═════ Data supplied ═════

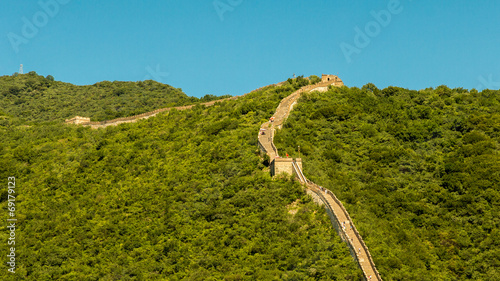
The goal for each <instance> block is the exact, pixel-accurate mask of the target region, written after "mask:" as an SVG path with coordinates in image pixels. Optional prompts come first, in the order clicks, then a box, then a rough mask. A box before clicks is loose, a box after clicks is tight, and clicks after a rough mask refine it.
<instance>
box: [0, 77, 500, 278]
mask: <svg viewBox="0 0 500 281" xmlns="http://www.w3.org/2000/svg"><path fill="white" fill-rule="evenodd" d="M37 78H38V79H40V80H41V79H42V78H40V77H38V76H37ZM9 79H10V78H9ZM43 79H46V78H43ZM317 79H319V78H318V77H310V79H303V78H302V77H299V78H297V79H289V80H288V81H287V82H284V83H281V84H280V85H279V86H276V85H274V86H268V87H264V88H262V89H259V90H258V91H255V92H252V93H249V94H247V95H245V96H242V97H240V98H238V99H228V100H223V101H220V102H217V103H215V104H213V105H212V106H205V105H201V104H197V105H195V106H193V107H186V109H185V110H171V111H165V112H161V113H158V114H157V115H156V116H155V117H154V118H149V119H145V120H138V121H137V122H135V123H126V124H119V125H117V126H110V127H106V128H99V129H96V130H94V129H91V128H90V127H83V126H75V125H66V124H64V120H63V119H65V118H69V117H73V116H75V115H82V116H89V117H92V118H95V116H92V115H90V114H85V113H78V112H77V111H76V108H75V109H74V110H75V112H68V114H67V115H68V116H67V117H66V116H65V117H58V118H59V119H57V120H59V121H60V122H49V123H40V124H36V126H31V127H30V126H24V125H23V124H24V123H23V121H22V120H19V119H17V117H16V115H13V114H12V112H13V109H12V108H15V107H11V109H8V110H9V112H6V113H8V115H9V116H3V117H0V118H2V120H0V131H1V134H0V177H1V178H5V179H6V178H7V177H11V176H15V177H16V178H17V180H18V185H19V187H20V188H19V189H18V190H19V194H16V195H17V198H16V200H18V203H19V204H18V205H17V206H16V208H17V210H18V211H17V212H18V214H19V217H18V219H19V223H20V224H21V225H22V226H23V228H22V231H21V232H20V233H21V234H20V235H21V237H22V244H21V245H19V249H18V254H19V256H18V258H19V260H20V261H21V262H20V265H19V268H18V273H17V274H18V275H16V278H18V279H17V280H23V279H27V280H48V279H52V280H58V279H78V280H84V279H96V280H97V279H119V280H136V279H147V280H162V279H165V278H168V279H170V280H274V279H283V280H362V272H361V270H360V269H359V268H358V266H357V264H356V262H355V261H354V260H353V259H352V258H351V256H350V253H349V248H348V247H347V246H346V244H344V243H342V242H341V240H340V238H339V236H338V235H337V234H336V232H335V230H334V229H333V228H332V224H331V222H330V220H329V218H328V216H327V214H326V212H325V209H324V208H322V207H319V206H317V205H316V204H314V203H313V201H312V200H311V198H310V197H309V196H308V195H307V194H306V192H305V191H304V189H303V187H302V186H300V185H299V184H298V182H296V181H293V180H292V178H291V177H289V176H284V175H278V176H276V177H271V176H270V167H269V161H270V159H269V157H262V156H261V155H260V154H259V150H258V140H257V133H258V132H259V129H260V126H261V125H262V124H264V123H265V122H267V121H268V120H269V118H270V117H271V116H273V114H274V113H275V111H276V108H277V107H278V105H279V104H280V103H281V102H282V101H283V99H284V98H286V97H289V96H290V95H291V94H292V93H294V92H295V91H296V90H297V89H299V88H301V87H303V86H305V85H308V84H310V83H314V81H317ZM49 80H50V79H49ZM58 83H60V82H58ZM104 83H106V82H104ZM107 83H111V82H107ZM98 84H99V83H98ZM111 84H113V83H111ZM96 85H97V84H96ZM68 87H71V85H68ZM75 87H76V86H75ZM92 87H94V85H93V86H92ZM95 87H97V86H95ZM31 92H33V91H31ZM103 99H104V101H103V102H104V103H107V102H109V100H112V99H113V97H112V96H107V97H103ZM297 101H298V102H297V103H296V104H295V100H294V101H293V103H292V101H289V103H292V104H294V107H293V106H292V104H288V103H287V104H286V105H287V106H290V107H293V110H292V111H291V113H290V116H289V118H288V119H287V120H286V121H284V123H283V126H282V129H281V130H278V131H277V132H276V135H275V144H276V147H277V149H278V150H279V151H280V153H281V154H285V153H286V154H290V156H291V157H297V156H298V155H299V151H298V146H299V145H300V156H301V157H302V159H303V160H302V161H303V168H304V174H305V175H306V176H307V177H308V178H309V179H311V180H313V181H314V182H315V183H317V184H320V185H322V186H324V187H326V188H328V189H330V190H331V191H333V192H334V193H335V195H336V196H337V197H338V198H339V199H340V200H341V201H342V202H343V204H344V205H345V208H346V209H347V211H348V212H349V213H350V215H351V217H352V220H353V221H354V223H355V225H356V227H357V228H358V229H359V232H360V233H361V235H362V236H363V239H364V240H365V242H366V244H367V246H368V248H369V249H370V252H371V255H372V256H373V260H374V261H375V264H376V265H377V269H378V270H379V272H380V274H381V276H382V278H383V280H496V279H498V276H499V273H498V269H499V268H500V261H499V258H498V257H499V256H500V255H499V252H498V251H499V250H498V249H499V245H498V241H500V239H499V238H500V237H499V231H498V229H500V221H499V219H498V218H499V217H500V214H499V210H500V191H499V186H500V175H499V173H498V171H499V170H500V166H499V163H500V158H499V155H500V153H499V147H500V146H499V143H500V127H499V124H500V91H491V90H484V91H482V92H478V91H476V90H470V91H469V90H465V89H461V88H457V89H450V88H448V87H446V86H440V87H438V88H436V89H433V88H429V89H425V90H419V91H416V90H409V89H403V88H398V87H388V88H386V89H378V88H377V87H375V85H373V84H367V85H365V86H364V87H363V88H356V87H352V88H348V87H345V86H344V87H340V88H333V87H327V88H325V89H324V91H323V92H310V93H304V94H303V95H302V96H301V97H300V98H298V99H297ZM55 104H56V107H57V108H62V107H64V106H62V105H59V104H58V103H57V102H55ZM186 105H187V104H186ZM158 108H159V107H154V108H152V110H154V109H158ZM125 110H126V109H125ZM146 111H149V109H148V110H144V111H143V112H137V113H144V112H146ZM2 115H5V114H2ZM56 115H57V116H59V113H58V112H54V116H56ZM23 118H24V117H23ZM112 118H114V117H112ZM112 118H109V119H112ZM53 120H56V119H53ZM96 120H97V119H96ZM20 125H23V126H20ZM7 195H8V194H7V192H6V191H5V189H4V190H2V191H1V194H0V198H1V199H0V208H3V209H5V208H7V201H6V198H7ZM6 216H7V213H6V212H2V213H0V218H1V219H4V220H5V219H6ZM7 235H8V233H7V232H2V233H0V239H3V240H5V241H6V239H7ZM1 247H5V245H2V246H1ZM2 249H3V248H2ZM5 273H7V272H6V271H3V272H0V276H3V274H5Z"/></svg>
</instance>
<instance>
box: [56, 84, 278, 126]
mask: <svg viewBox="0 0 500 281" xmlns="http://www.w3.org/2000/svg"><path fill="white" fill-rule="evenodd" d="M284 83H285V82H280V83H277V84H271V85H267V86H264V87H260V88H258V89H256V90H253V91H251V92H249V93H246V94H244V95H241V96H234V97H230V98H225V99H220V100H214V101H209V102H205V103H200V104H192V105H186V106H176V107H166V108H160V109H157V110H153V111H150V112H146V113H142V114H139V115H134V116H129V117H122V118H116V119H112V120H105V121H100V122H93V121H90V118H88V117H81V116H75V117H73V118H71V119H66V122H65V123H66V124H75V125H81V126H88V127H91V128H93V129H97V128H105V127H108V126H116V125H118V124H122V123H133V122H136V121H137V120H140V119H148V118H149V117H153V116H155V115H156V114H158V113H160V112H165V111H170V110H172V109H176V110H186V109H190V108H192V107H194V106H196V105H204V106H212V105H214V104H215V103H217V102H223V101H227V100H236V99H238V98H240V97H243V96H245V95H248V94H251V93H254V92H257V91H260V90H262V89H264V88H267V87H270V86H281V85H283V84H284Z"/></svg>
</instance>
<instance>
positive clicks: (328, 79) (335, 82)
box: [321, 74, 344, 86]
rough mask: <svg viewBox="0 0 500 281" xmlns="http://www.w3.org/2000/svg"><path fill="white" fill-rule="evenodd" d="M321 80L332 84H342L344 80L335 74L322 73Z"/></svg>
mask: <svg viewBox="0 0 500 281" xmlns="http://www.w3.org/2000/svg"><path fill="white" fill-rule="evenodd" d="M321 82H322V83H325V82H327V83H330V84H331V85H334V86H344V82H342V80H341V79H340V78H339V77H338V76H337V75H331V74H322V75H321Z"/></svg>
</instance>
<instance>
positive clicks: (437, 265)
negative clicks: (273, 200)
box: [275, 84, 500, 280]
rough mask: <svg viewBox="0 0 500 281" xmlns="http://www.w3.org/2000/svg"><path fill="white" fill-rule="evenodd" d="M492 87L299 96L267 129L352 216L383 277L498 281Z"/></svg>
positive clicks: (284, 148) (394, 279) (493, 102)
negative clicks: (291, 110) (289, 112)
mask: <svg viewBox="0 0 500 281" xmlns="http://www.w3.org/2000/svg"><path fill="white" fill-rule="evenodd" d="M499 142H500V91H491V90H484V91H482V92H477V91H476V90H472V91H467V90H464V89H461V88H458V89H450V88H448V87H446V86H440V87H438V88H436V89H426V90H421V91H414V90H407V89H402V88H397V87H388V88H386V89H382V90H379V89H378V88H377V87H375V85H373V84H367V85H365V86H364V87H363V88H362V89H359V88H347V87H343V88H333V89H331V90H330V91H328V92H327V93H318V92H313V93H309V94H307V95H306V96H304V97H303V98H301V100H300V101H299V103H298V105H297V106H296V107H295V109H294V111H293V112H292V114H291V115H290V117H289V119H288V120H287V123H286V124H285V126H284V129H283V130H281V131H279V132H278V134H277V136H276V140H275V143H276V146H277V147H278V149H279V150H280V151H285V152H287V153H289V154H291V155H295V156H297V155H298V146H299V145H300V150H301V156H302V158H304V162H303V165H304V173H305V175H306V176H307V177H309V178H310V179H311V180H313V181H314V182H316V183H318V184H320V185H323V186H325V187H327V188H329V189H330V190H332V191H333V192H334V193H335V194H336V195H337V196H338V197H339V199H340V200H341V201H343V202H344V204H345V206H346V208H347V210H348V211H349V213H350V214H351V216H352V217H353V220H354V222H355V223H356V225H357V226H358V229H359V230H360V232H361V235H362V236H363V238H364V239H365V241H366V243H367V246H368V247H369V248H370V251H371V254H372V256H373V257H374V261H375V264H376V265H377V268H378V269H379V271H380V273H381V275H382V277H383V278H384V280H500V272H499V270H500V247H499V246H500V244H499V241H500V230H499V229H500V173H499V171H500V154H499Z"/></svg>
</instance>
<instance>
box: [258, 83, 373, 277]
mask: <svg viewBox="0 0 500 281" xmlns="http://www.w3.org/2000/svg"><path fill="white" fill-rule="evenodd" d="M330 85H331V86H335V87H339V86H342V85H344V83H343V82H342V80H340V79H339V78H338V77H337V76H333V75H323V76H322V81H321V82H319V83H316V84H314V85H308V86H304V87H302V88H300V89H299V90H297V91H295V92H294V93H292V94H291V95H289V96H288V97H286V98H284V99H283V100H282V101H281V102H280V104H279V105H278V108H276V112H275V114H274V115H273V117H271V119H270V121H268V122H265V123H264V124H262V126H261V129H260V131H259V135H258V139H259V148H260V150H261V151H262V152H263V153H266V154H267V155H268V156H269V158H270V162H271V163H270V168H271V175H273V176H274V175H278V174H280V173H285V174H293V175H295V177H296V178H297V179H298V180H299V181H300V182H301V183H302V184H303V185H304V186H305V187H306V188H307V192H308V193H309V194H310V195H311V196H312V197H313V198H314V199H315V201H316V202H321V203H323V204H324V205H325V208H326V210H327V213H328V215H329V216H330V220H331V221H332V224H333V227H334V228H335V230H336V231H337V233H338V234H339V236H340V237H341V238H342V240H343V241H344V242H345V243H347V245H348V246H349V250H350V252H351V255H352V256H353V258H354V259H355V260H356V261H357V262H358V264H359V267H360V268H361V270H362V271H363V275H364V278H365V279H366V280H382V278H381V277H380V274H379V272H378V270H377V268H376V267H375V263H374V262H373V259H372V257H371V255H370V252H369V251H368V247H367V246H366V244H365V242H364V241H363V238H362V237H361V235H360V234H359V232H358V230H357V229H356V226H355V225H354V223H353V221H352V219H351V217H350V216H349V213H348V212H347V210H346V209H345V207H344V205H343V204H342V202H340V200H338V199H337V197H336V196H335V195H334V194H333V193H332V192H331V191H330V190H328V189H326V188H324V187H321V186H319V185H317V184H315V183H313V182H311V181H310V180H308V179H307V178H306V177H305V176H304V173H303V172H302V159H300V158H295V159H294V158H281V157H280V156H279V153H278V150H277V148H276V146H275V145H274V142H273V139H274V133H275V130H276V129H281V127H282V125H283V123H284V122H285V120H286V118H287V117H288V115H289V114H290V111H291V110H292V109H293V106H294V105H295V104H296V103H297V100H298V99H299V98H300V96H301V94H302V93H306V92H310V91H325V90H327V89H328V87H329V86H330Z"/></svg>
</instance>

═════
═════ Data supplied ═════

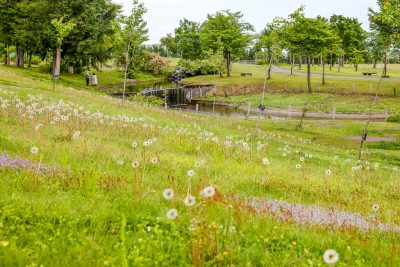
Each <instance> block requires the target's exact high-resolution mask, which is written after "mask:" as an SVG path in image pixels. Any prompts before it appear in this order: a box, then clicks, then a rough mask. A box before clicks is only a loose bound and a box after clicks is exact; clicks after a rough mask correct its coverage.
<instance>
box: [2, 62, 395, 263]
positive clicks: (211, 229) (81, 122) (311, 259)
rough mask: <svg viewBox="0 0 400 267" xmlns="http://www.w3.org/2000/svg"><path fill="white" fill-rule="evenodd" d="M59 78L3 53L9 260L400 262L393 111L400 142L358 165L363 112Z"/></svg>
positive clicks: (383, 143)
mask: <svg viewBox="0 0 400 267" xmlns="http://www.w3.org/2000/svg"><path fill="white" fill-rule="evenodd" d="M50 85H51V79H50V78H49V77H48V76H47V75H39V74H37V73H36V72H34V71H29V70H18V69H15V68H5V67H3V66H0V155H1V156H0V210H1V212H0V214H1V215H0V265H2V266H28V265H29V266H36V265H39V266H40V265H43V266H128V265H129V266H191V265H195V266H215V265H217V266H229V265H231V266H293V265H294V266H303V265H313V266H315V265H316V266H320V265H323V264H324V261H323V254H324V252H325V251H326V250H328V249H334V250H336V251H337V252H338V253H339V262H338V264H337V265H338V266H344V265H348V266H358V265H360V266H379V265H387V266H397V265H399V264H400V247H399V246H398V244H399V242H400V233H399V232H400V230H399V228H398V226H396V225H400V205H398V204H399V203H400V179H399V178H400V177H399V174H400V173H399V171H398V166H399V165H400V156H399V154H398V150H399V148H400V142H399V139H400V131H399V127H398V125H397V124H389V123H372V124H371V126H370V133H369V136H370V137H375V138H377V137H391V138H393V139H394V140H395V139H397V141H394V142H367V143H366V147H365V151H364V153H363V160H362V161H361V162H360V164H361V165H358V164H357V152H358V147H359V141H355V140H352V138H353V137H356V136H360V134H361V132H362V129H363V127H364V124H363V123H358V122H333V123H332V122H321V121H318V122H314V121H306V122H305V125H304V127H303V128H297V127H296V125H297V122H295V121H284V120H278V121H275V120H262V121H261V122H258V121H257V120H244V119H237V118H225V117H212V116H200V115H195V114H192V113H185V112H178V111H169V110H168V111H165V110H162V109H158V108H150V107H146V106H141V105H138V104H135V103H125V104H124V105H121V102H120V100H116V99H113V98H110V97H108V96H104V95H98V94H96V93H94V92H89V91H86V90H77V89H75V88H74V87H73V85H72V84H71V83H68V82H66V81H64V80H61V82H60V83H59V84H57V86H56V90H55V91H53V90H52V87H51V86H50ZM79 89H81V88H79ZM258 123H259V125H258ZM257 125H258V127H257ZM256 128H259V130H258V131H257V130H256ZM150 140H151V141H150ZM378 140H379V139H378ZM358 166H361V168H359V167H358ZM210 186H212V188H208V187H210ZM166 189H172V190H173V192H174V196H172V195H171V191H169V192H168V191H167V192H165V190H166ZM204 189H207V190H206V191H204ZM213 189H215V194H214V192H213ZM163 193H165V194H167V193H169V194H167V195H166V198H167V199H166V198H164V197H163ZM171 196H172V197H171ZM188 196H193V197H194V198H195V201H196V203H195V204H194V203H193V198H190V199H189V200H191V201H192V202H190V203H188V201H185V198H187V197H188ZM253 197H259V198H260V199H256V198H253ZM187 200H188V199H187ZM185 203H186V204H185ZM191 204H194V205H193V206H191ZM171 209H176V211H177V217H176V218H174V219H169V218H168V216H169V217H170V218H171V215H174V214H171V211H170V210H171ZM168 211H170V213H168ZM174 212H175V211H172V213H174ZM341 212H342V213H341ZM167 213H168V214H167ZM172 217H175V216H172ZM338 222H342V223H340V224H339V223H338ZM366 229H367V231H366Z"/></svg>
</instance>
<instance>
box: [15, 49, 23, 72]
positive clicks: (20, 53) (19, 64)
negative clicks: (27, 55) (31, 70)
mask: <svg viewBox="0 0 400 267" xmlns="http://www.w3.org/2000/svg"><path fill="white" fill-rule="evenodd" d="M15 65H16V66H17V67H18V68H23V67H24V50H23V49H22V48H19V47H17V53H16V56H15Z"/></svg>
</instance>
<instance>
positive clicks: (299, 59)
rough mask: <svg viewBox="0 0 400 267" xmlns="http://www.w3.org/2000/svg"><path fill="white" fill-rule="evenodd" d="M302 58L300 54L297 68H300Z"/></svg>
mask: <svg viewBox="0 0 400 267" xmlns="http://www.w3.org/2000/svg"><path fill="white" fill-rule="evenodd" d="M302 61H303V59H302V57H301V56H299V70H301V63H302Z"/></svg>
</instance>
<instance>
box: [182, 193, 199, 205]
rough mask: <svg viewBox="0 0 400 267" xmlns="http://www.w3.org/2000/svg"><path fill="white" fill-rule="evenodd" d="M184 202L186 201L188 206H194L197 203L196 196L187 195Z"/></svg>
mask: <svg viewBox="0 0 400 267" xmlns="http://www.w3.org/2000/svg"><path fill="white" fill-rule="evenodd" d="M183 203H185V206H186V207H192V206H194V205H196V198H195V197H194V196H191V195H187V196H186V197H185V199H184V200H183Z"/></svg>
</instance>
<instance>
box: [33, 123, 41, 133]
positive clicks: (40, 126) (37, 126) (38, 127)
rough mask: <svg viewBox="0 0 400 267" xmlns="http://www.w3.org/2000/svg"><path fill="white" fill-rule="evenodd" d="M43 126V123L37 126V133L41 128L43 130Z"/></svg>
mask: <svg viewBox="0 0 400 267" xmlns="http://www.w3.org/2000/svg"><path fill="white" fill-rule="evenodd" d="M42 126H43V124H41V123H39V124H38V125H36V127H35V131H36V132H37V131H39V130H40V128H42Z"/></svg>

═════

### Exercise details
Look through the records for the word "block". Every line that has it should be copied.

### Response
The goal for each <instance> block is the exact, pixel-accurate mask of the target region, written after "mask:" as an SVG path with coordinates in image pixels. Optional prompts come first, in the order clicks, then a box, then a rough mask. A box before clicks is loose, a box after clicks is tight, and clicks after a rough mask refine it.
Each <instance> block requires the target's exact high-resolution mask, which is written after "mask:" as an SVG path in image pixels. Any prompts before it appear in this order: a box, then clicks, then a rough mask. A box before clicks is only a loose bound and a box after clicks is exact; clicks after a rough mask correct its coverage.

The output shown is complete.